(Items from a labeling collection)
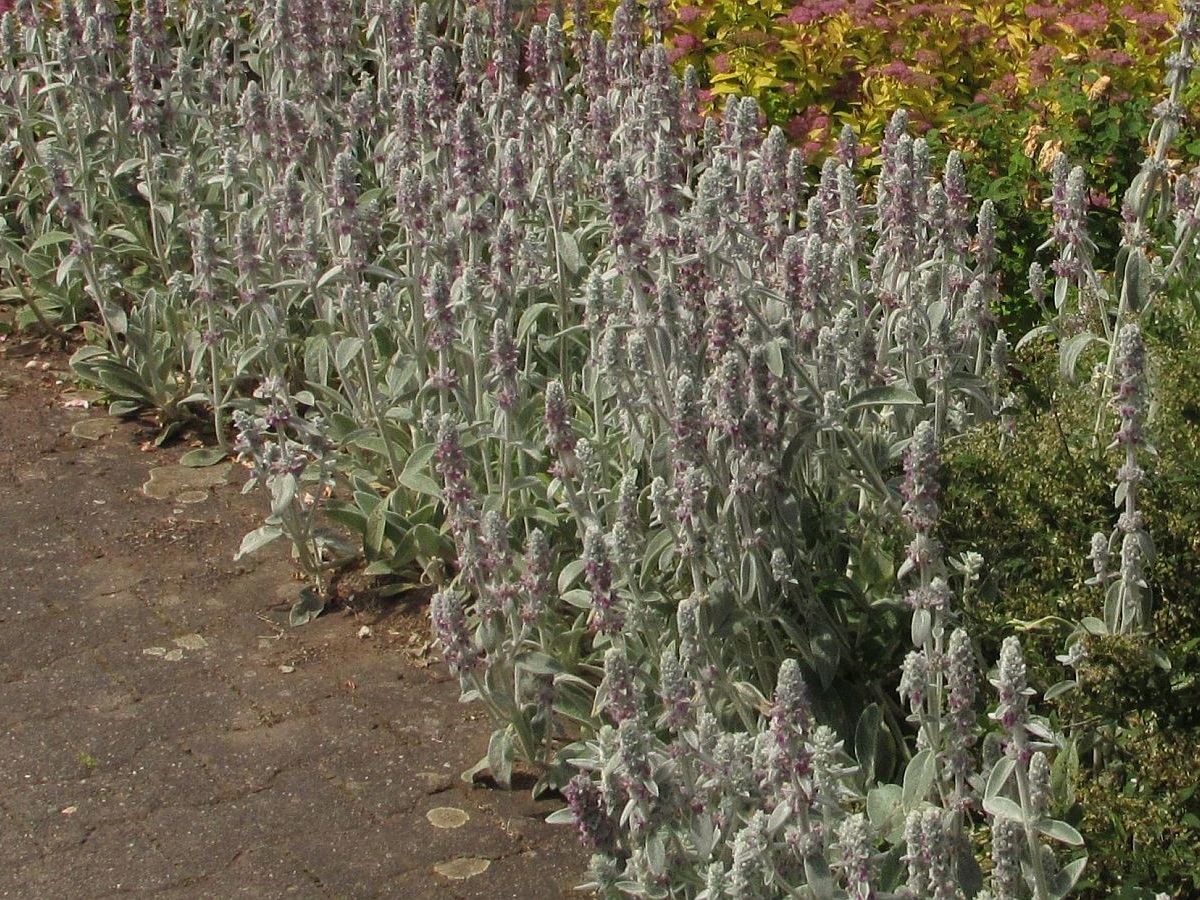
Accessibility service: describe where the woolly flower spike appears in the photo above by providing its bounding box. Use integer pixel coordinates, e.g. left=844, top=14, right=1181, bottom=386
left=904, top=809, right=959, bottom=900
left=726, top=810, right=769, bottom=900
left=425, top=263, right=457, bottom=350
left=430, top=590, right=479, bottom=674
left=583, top=526, right=620, bottom=635
left=1087, top=532, right=1111, bottom=584
left=604, top=160, right=643, bottom=259
left=991, top=635, right=1033, bottom=733
left=991, top=816, right=1025, bottom=900
left=900, top=421, right=940, bottom=534
left=433, top=415, right=474, bottom=506
left=604, top=647, right=638, bottom=725
left=564, top=774, right=617, bottom=850
left=838, top=812, right=875, bottom=900
left=1112, top=323, right=1146, bottom=446
left=659, top=647, right=695, bottom=734
left=770, top=659, right=812, bottom=734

TASK DIRECTIONS
Format the material as a JSON array of strings with one string per line, skipping blank lines. Omit the pictures.

THE COMPLETED TASK
[
  "Accessibility service: describe where the woolly flower spike appears in the photo above by providing its bounding box. Use integer pixel coordinates, e.g. left=844, top=14, right=1181, bottom=386",
  "left=904, top=809, right=959, bottom=900",
  "left=726, top=810, right=769, bottom=900",
  "left=425, top=263, right=457, bottom=350",
  "left=430, top=590, right=479, bottom=674",
  "left=583, top=526, right=620, bottom=635",
  "left=1087, top=532, right=1111, bottom=584",
  "left=604, top=160, right=643, bottom=259",
  "left=991, top=635, right=1033, bottom=733",
  "left=991, top=816, right=1025, bottom=900",
  "left=900, top=421, right=940, bottom=534",
  "left=433, top=415, right=474, bottom=506",
  "left=604, top=647, right=638, bottom=725",
  "left=564, top=774, right=617, bottom=850",
  "left=838, top=812, right=875, bottom=900",
  "left=1112, top=323, right=1146, bottom=446",
  "left=659, top=647, right=695, bottom=734",
  "left=770, top=659, right=812, bottom=734"
]